# Task set:
[1] In the letters to the editor about moving to the South, which town is listed for Chandler Rosenberger?
[2] Reproduce a passage from the letters to the editor without alteration, beginning at the words "I have been saying" and ending after "work for change.".

── Excerpted text ──

Move to the South and Change It?
More from our inbox:
- Biden vs. Trump Over Jan. 6
- Don’t Ignore Long Covid
- Prayer in Schools
Credit…Aaron Hardin
To the Editor:
To Margaret Renkl’s challenge — “Don’t Like the South’s Politics? Move Here and Vote” (Opinion, July 20) — my response is that I don’t have to and don’t know why I would. I may not be able to vote in the South, but my money can.
One thing we have learned from Donald Trump is that every elected office is a national office. I am happy to contribute to good candidates even in states other than my own.
It is my way of nationalizing every election in the South and fighting back against the entrenched regional interests and narrow political perspectives that are at large there. If more voters nationwide made every contest their own, the entrenched local politicians could not compete.
Richard W. Poeton
Lenox, Mass.
To the Editor:
I am so grateful to Margaret Renkl for her essay encouraging liberals to move to the South and vote. I hope some will.
As a lifelong and fairly liberal Southerner, I have been battling despair and hopelessness as I have watched so many of my neighbors fall for the lies spouted by a sore loser ex-president. The divisiveness he has promoted is just making America mean — not great.
I have been saying I need to move to a more liberal area, and if it weren’t for my children and grandchildren all living nearby, I would have.
Thank you, Ms. Renkl, for helping me remember other good reasons to stay home and work for change.
Chandler Rosenberger
Suwanee, Ga.
To the Editor:
Margaret Renkl urges more liberal voters to move to the South. She must know that in choosing a home people decide based on what is best for them. Any family that could someday have members of childbearing age now has to consider where they will all be safe.

───
── Listed records ──

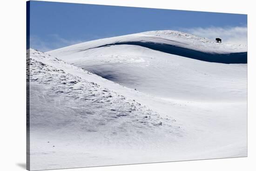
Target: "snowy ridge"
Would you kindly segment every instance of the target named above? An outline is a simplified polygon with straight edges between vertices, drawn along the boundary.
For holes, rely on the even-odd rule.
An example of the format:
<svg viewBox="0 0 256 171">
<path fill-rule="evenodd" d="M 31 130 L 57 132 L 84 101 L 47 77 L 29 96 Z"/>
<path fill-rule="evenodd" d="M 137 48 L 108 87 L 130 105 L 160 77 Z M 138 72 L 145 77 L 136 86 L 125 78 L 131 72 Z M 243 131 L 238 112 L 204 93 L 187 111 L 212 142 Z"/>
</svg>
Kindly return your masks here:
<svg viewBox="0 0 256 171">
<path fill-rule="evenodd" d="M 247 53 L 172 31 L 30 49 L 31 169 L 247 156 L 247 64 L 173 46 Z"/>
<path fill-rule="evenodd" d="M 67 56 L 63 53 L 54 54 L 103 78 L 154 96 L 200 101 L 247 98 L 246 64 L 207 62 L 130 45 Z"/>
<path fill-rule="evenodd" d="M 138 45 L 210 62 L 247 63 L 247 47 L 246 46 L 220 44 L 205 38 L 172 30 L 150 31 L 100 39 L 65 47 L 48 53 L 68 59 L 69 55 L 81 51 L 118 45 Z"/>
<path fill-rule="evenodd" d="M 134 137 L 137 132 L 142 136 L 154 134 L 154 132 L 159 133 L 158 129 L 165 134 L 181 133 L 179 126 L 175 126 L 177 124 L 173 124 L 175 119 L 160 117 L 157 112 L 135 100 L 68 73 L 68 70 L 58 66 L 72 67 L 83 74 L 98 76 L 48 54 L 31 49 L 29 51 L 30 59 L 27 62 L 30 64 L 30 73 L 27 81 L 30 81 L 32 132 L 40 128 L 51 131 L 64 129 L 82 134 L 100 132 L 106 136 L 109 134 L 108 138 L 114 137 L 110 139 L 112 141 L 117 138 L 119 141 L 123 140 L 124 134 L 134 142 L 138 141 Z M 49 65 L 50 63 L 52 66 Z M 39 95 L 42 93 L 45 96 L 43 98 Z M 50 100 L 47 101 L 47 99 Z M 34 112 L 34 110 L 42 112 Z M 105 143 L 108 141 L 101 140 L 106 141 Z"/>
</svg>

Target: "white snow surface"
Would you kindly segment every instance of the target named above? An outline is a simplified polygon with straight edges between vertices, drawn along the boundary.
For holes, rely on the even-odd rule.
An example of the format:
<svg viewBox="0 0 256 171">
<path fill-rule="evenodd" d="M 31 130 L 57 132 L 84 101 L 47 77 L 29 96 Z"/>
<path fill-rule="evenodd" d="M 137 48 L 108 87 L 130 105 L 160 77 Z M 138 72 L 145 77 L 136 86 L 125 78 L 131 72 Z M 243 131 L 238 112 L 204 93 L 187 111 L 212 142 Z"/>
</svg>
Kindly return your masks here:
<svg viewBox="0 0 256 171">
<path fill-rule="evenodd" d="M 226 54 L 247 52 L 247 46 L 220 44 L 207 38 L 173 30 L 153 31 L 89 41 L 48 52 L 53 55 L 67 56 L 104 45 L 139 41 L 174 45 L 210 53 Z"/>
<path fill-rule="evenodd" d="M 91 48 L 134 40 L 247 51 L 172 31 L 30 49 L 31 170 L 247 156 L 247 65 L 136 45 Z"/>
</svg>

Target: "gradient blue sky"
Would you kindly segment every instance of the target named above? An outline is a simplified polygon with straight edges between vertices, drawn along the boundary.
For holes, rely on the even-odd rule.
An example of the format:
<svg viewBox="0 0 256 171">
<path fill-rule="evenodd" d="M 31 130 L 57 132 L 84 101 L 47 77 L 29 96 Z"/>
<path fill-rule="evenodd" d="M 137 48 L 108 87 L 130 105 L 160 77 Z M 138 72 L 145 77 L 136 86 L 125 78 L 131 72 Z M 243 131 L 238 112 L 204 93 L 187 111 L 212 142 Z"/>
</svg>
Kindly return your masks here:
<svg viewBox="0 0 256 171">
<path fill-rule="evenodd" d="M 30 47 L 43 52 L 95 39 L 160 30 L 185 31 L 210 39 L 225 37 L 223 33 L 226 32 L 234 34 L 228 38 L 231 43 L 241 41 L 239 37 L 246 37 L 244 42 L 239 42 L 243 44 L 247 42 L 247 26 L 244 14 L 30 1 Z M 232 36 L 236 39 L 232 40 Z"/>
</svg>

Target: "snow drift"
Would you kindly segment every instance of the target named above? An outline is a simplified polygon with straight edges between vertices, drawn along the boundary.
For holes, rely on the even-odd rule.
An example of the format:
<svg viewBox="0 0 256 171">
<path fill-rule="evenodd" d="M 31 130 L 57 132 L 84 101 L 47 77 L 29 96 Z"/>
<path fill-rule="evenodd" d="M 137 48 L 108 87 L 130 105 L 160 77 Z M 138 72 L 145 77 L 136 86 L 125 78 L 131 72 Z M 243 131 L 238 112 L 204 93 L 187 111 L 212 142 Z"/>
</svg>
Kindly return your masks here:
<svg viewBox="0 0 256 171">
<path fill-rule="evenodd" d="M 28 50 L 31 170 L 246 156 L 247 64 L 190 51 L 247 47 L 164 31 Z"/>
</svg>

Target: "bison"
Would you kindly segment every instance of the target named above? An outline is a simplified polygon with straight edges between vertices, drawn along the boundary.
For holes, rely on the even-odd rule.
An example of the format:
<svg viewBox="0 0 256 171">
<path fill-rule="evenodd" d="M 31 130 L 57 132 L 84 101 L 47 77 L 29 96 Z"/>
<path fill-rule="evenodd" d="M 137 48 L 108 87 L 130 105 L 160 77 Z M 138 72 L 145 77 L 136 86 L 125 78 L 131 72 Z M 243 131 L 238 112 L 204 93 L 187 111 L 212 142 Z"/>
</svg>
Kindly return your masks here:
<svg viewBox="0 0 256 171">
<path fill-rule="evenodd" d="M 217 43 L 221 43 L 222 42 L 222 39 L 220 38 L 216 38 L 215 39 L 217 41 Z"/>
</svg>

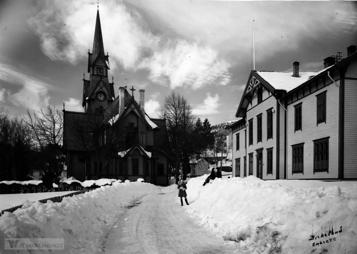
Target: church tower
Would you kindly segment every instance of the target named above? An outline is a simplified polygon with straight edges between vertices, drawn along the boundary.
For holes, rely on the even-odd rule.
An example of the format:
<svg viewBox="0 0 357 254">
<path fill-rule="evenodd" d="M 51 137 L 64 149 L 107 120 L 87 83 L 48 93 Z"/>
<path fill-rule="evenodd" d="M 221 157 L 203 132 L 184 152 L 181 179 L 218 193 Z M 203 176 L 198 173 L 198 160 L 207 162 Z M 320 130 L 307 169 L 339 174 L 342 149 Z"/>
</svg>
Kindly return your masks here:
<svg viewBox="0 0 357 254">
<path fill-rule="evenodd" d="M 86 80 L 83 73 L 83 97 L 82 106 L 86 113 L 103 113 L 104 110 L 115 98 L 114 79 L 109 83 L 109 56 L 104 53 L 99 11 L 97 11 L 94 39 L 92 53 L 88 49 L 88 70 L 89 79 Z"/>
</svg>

───

# Per-task answers:
[1] Suwanee, Ga.

[2]
I have been saying I need to move to a more liberal area, and if it weren’t for my children and grandchildren all living nearby, I would have.
Thank you, Ms. Renkl, for helping me remember other good reasons to stay home and work for change.